====== Materials provided ======

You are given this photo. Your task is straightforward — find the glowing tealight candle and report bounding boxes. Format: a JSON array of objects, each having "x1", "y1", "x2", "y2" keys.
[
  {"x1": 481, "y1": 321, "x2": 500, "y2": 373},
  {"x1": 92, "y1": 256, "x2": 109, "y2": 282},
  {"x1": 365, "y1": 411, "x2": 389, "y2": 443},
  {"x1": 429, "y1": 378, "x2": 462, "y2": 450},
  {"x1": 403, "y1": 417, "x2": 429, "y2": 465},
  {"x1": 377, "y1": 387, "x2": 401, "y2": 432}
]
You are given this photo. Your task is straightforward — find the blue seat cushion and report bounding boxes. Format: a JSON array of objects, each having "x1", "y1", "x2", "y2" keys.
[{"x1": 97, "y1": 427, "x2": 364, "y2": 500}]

======

● Directions for this task
Copy each of the records above word for word, without changing anything.

● Completed task
You are given this photo. Your task is straightforward — find the glowing tealight candle and report bounding boxes. Format: a JSON array of objects, each having "x1", "y1", "x2", "y2" keys.
[
  {"x1": 481, "y1": 321, "x2": 500, "y2": 373},
  {"x1": 92, "y1": 256, "x2": 109, "y2": 282},
  {"x1": 365, "y1": 411, "x2": 389, "y2": 443},
  {"x1": 429, "y1": 378, "x2": 462, "y2": 450},
  {"x1": 403, "y1": 417, "x2": 429, "y2": 465},
  {"x1": 377, "y1": 387, "x2": 401, "y2": 432}
]
You are given this photo. Your task is straightforward — find the blue seat cushion and report bounding boxes. Format: a JSON array of objects, each having "x1", "y1", "x2", "y2" keys.
[{"x1": 97, "y1": 427, "x2": 364, "y2": 500}]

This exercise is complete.